[Natural-language object grounding data]
+--

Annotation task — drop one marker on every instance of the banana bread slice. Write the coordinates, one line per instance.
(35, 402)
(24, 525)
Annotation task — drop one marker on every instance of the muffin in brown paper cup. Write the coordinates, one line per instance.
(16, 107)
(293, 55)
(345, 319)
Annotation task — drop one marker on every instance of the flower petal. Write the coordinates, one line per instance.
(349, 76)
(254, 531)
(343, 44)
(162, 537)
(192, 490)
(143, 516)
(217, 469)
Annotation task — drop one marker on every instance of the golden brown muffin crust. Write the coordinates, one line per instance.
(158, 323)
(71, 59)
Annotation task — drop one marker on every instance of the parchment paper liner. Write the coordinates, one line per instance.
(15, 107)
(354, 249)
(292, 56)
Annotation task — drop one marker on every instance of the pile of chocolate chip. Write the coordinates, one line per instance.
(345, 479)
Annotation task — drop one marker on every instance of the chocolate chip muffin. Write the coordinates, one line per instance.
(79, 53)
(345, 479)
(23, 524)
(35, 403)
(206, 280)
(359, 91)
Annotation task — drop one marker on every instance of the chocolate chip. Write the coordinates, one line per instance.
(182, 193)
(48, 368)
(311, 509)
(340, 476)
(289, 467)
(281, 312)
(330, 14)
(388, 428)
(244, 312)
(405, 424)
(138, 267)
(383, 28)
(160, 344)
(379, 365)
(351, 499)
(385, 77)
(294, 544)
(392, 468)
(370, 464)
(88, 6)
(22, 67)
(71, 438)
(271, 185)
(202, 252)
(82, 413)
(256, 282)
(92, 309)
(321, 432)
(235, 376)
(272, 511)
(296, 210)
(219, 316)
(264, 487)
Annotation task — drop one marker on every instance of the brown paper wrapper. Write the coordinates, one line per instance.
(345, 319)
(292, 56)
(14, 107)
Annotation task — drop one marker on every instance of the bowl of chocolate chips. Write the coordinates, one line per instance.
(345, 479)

+--

*Exercise description*. Write out again every entry above, exactly as given.

*Answer space*.
Annotation task — drop one marker on every instance of the banana bread slice. Write the coordinates, one line per instance.
(35, 402)
(24, 525)
Annotation task — drop one marker on every instance of the muffin in brown paper cup. Write the coordinates, one line per instance.
(16, 107)
(293, 55)
(345, 319)
Annotation task — drop one marker on every instance of the flower petal. Write the coordinates, one line per instance.
(349, 76)
(254, 531)
(343, 44)
(162, 537)
(192, 490)
(143, 516)
(217, 469)
Annotation task — drop one marker on every instance of the golden brown muffin crust. Write the coordinates, one line per instance.
(158, 323)
(71, 59)
Annotation task — drop one marker on every instance of the parchment paper liner. Write the coordinates, one line per instance.
(15, 107)
(354, 249)
(292, 56)
Annotation task — drop one marker on every instance of the pile of chocolate chip. Write the coordinates, one line per instance.
(345, 479)
Annotation task — drop one marker on every instance of the chocolate chip muffin. Write the coordinates, one line per instance.
(79, 53)
(345, 479)
(23, 524)
(35, 403)
(206, 280)
(359, 91)
Annotation task — drop one marker on every instance of the chocolate chip. Write the coordinates, one line per instance.
(182, 193)
(48, 368)
(311, 509)
(340, 476)
(289, 467)
(281, 312)
(330, 14)
(388, 428)
(244, 312)
(405, 424)
(138, 267)
(383, 28)
(160, 344)
(379, 365)
(351, 499)
(385, 77)
(294, 544)
(392, 468)
(370, 464)
(88, 6)
(22, 67)
(71, 438)
(271, 185)
(202, 252)
(82, 413)
(256, 282)
(92, 309)
(321, 432)
(235, 376)
(272, 511)
(296, 210)
(219, 316)
(264, 487)
Annotation task — drop one marker on every instance of the brown paper wrapper. Write the coordinates, one line per instance.
(345, 319)
(292, 56)
(14, 107)
Annotation task — drop one marker on every instance of the bowl of chocolate chips. Write the coordinates, one line per instance.
(345, 479)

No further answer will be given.